## DATA FOR PROCESSING:
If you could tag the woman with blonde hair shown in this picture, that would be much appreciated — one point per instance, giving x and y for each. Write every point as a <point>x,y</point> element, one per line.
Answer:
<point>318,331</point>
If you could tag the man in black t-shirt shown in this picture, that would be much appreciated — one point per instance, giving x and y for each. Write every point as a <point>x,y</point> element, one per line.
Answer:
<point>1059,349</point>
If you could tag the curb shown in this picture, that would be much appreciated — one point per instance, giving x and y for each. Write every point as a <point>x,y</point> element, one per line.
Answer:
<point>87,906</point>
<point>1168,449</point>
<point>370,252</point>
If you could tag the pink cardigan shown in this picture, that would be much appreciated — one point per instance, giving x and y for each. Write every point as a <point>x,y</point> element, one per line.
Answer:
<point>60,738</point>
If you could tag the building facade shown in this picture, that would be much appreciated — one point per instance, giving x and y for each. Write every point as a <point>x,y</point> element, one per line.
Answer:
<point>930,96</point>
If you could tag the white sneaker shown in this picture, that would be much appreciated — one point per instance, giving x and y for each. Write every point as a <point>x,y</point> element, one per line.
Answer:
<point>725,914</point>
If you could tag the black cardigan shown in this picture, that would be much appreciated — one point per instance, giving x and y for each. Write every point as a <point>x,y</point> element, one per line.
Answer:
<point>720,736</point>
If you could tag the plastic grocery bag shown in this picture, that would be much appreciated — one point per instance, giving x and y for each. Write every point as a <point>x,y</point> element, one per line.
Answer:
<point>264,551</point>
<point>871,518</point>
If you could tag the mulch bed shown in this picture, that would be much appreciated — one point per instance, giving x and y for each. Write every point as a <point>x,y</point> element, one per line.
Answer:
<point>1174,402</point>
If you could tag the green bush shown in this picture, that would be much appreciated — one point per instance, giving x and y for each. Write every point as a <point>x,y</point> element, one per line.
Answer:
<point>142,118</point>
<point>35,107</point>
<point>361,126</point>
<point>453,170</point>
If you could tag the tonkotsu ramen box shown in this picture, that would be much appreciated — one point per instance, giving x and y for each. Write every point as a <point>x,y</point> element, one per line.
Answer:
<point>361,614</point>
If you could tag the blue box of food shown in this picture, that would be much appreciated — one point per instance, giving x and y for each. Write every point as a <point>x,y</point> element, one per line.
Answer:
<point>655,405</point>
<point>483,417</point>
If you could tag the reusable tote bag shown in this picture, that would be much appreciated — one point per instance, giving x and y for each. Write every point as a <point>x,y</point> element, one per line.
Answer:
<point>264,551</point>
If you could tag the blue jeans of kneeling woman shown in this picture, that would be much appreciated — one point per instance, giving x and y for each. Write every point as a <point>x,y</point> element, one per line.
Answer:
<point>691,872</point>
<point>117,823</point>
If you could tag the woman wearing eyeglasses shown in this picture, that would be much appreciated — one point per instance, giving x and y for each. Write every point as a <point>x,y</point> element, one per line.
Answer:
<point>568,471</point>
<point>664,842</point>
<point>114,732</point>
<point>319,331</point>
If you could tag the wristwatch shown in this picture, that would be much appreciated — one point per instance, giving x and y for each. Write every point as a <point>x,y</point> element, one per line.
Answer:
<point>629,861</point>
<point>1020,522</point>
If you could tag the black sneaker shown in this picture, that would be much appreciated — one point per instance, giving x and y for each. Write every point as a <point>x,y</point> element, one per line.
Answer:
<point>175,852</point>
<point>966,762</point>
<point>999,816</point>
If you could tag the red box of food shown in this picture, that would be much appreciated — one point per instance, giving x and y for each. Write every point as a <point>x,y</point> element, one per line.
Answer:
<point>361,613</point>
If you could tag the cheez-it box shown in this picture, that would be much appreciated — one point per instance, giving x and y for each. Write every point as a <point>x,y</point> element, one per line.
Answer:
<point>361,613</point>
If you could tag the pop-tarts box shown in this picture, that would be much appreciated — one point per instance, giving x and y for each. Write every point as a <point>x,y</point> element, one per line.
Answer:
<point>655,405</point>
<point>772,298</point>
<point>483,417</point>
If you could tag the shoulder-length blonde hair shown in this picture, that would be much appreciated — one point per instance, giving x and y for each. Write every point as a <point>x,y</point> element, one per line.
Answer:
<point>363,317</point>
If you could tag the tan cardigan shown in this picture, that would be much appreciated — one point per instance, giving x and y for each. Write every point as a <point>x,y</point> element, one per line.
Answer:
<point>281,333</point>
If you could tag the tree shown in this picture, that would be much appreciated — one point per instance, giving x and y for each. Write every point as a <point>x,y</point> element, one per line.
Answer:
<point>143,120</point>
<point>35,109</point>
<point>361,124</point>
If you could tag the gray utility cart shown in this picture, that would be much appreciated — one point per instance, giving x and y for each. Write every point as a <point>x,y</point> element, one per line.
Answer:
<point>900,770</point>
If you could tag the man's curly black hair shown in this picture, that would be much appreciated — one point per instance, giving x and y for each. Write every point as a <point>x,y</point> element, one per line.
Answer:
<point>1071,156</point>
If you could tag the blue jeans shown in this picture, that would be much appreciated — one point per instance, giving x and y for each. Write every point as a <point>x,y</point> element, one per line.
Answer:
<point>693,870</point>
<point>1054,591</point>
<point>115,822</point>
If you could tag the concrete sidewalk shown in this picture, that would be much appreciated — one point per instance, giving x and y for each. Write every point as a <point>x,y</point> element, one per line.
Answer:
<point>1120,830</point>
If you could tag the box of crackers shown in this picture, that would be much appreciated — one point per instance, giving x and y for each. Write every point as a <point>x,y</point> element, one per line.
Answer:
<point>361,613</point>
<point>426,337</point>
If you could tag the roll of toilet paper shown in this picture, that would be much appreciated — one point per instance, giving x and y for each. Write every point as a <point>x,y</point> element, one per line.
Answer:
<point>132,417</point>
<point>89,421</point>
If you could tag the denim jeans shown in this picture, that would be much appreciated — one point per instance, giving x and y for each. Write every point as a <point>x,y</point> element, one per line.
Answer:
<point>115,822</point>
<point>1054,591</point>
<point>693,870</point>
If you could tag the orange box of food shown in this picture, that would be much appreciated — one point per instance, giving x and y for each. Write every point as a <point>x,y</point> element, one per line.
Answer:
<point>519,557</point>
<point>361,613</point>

## STATED EXERCISE:
Return the entries above exactly, each one complete.

## THE OUTPUT:
If you could tag the woman with blonde hair shown in this picture, that would be much appreciated — one point per instance, giving x and y for each. Write every point as a <point>x,y</point> element, one per line.
Answer:
<point>318,331</point>
If you could tag the man in black t-shirt shown in this picture, that would be much appreciated — one point per instance, giving x and y for each. Write every point as a <point>x,y</point> element, one per line.
Answer:
<point>1059,349</point>
If you could tag the curb shown in this picture, that would be much appreciated — one point per instance, giving x and y for each. Write every point as a <point>x,y</point> element, one per line.
Answer:
<point>87,906</point>
<point>1168,449</point>
<point>370,252</point>
If you could tag the pink cardigan shown in this picture, that would be much appreciated — one point per instance, giving x and y for each. Write every point as a <point>x,y</point> element, one per line.
Answer:
<point>60,738</point>
If you could tag the building facade shown in this picture, that would be much appreciated — one point per instance, giving x and y for each. Write every point as a <point>x,y</point> element, one per line.
Answer:
<point>930,96</point>
If you could tag the white sneaker shown in this picture, that would be much appreciated — one point per instance, giving x and y for each. Write every point as a <point>x,y</point> element, one per line.
Answer:
<point>725,914</point>
If you could tag the black cardigan shown in this picture, that would be much appreciated — one point per instance, giving x and y for each. Write every point as a <point>x,y</point> element, one per line.
Answer:
<point>720,736</point>
If you could tag the plastic grocery bag shown in this picture, that would be much appreciated — one point per instance, giving x and y for each. Write every point as a <point>x,y</point> element, one per line.
Answer:
<point>264,551</point>
<point>871,518</point>
If you could tag the mulch bed shown in this picture, that would be much appreciated — one point per instance, giving x and y for each. Write every point as a <point>x,y</point> element, one per line.
Answer:
<point>1174,402</point>
If you could tag the green bush shown in this picture, that would be much appreciated — one point per instance, giving x and y for each. Write every point as a <point>x,y</point> element, one per line.
Answer:
<point>142,118</point>
<point>35,107</point>
<point>361,126</point>
<point>453,170</point>
If you could tag the tonkotsu ramen box shown in this picture, that would be much appreciated — one point per instance, giving x and y for each. Write every point as a <point>x,y</point> element, one per line.
Answer:
<point>361,614</point>
If you could tag the blue box of food shown in this picture, that would be much appreciated — one point per instance, giving x and y for each. Write every point as a <point>x,y</point> element, one per line.
Answer:
<point>655,405</point>
<point>483,417</point>
If you could tag the reusable tote bag shown in this picture, that would be much appreciated — one point per instance, giving x and y for each. Write every point as a <point>x,y</point> element, one per line.
Answer:
<point>264,551</point>
If you could tag the blue jeans of kneeling woman shown in this picture, that would be much appreciated — one point per instance, giving x and y for each. Write every point as a <point>x,y</point> element, one per line.
Answer:
<point>691,872</point>
<point>117,823</point>
If you could tag the woman wearing eyeglasses shown in this picture, that would be much appreciated — one point per instance, giving x and y for each. Write every point as a <point>x,y</point> element, one per line.
Answer:
<point>568,471</point>
<point>664,842</point>
<point>114,732</point>
<point>319,331</point>
If you could tag the wristwatch shown in this picture, that would be much appreciated — one point per instance, giving x and y for each. Write every point as a <point>x,y</point> element, one per line.
Answer:
<point>629,861</point>
<point>1020,522</point>
If you could tag the black sneaker shown in this picture, that would be much appreciated — one point per instance, giving x and y for each. Write every point as a <point>x,y</point> element, one per line.
Answer:
<point>175,852</point>
<point>966,762</point>
<point>999,816</point>
If you could tag the red box of food shown in this picture, that would be much appreciated — one point per instance, giving x and y for each. Write every point as a <point>x,y</point> element, one per line.
Answer:
<point>361,613</point>
If you could tag the cheez-it box shown in this picture, that would be much appreciated — one point per instance, giving x and y for each. Write every point as a <point>x,y</point> element, one per line.
Answer:
<point>361,613</point>
If you could tag the pop-tarts box shown in this picture, that would be much appreciated — one point per instance, giving x and y for each. Write every point as a <point>x,y</point> element, one per line.
Answer:
<point>655,405</point>
<point>772,298</point>
<point>483,417</point>
If you could tag the shoulder-length blonde hair shown in this picture, that would be much appreciated — one point per instance, giving x and y for each. Write every point as a <point>x,y</point> element, one per line.
Answer:
<point>363,317</point>
If you could tag the tan cardigan shown in this picture, that would be much appreciated — one point per instance, giving x and y for each. Write every point as a <point>x,y</point> element, one per line.
Answer:
<point>281,333</point>
If you could tag the tree shown in this picture, that would be much appreciated — one point per instance, giving x and y for each. Write every point as a <point>x,y</point> element, one per line.
Answer:
<point>143,120</point>
<point>35,109</point>
<point>361,124</point>
If you could tag the gray utility cart shown in this picture, that would be much appreciated — one point per instance, giving x and y for each. Write every point as a <point>x,y</point> element, one per line.
Answer:
<point>900,770</point>
If you could tag the man's curly black hair shown in this picture, that would be much appreciated — one point per instance, giving x and y for each. Write every point as a <point>x,y</point> element, one per line.
Answer:
<point>1071,156</point>
If you could tag the blue jeans shown in this picture, that would be much appreciated — one point per instance, giving x and y for each. Write every point as a <point>x,y</point> element, one per line.
Answer:
<point>693,870</point>
<point>1054,591</point>
<point>115,822</point>
If you could tag the concrete sidewalk shown in this picture, that would be much appreciated — one point per instance, giving x and y for each. Write every point as a <point>x,y</point> element, one per line.
Answer:
<point>1120,830</point>
If you could tag the box of crackers shown in this picture, that would be much appreciated — one point per instance, giving x and y for each. Write every point as a <point>x,y</point> element, one per line.
Answer:
<point>361,613</point>
<point>426,337</point>
If you could tag the roll of toilet paper shown in this picture, that would be much appreciated — one point per instance, giving x and y for each. Write every point as a <point>x,y</point> element, one per line.
Answer:
<point>132,417</point>
<point>89,421</point>
If you could tag the denim jeans shown in this picture, that would be much appreciated — one point per instance, giving x and y for each. Write every point as a <point>x,y</point> element, one per line.
Answer:
<point>115,822</point>
<point>1054,591</point>
<point>693,870</point>
If you could tag the orange box of food shown in this picture, that would be much appreciated — one point per instance, giving x and y for each. Write every point as a <point>x,y</point> element, one per line.
Answer:
<point>519,557</point>
<point>361,613</point>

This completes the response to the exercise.